Principal Investigator David Miller
Project Website http://ssl.mit.edu/newsite/research/project_profile.php?key=7
TERSat will complement the Air Force Research Labs’ (AFRL) Demonstration Scientific Experiment (DSX). Research in the scattering high-energy particles is of interest to all space-based military and civilian missions. The orbital space in the Van Allen belts offers many opportunities but is currently under-utilized due to the high flux of energetic particles. Even with radiation hardening techniques, space systems will rapidly degrade in a plasma severely shortening their lifespan. TERSat provides a solution for operating within the radiation belts at a reduced monetary and mass cost. TERSat shall pulse Electromagnetic Ion Cyclotron waves from deployed antennas at a frequency of 50-150 Hz, to resonate with the trapped particles and induce a greater loss cone. TERSat satisfies its mission by operating in an orbit of 550 km with 20° of inclination. Using deployed rigid antennas, TERSat shall pulse every six orbits for duration of at least 30 seconds. The incoherent scatter radar in Arecibo, Puerto Rico will serve as the scientific ground station for validating and measuring the scattering of particles into the loss cone. The TERSat bus is a 16’x12’x12’ skinned ISO grid structure with a total mass of 40.3 kg. The TERSat payload consists of a high voltage electrical system to drive two 2.5-meter dipole antennas. Power for the system comes from body mounted solar cells to charge batteries and a capacitor bank for the payload. During nominal operations, the satellite will draw 9.1 watts of power; active mission operations requires1 kW of power. Further, TERSat will utilize the HETE 2 ground stations for communications.

....................

> _TASKS TO PERFORM_:
a - Answer these questions using the TERSat description, one line per answer, marked as the questions are:
(i) Which Air Force Research Labs experiment will TERSat complement?
(ii) At what frequency will TERSat pulse Electromagnetic Ion Cyclotron waves?
(iii) Whose ground stations will TERSat use for communications?
b - Condense the paragraph of the TERSat description that begins "TERSat will complement" into a bulleted list, keeping its main facts.

> _GIVEN DATA_:
....................

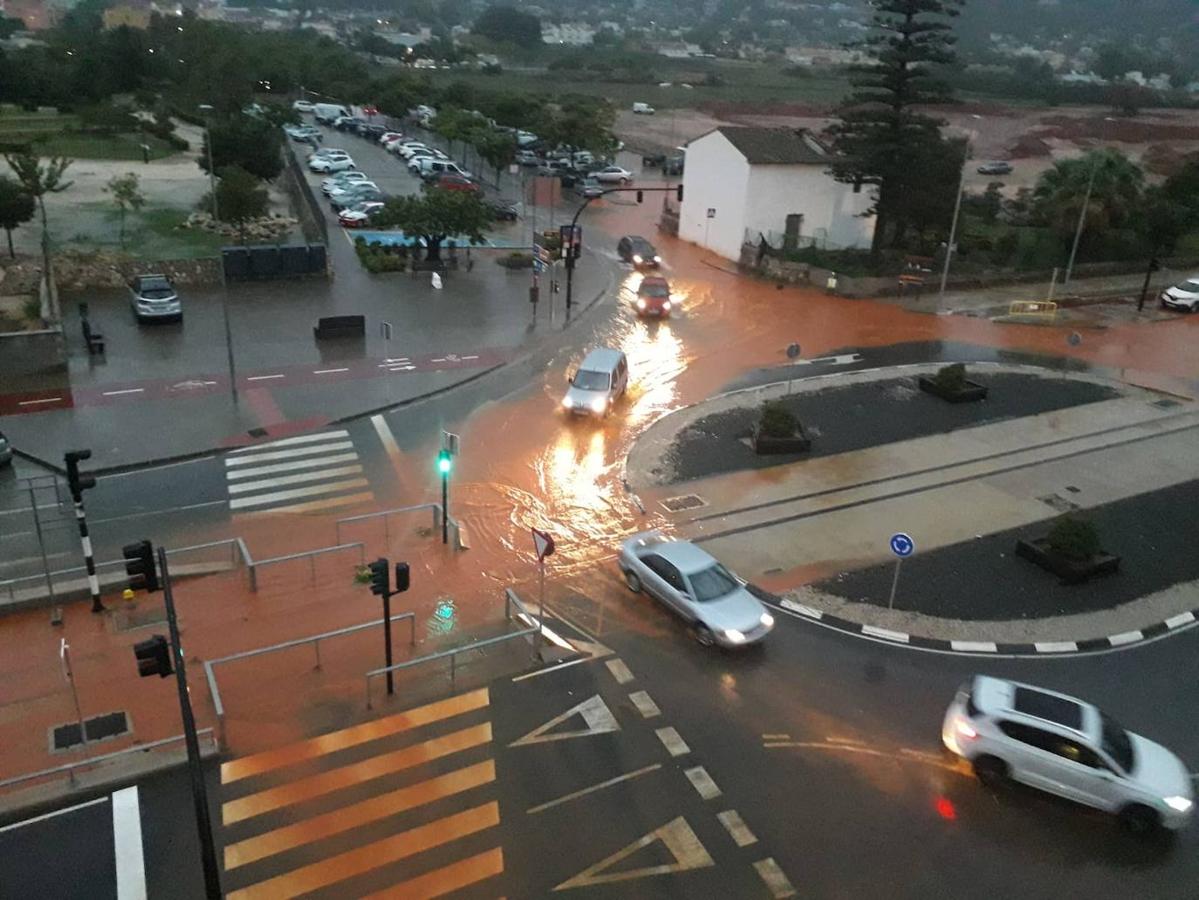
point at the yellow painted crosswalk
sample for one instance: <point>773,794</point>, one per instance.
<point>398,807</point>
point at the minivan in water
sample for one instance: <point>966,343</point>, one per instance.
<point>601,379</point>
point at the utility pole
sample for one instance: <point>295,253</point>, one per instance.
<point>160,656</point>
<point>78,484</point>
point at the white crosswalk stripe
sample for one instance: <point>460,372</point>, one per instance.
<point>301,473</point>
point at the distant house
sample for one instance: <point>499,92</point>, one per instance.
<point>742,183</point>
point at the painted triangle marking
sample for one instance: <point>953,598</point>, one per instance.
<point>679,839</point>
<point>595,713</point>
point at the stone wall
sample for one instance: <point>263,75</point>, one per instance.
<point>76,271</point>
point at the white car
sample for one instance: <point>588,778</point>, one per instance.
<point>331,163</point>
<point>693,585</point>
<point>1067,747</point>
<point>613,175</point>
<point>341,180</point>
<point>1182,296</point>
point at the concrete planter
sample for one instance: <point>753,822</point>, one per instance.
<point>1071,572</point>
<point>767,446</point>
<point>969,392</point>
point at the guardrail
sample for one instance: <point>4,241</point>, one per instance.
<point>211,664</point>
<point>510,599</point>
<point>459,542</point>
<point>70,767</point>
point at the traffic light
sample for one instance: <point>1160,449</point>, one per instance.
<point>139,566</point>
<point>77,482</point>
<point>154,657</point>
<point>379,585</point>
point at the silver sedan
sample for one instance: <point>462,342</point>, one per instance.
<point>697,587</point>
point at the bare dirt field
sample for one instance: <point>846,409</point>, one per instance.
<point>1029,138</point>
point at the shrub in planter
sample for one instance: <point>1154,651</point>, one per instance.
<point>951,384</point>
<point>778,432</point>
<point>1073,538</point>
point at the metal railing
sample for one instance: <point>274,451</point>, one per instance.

....................

> _TASK RESPONSES_:
a -
(i) The Demonstration Scientific Experiment (DSX)
(ii) 50-150 Hz
(iii) The HETE 2 ground stations

b -
- TERSat will complement the Air Force Research Labs' Demonstration Scientific Experiment (DSX).
- The Van Allen belts are under-utilized because energetic particles rapidly degrade space systems, even radiation-hardened ones.
- TERSat offers a lower-cost, lower-mass way to operate within the radiation belts.
- It will pulse Electromagnetic Ion Cyclotron waves at 50-150 Hz from deployed rigid antennas, resonating with trapped particles to induce a greater loss cone.
- It will operate in a 550 km orbit with 20° inclination and pulse every six orbits for at least 30 seconds.
- The incoherent scatter radar in Arecibo, Puerto Rico will be the scientific ground station for validating and measuring the particle scattering.
- The bus is a skinned ISO grid structure with a total mass of 40.3 kg.
- The payload is a high-voltage electrical system driving two 2.5-meter dipole antennas.
- Body-mounted solar cells charge batteries and a capacitor bank for the payload.
- The satellite draws 9.1 watts during nominal operations, and active mission operations require 1 kW.
- Communications will use the HETE 2 ground stations.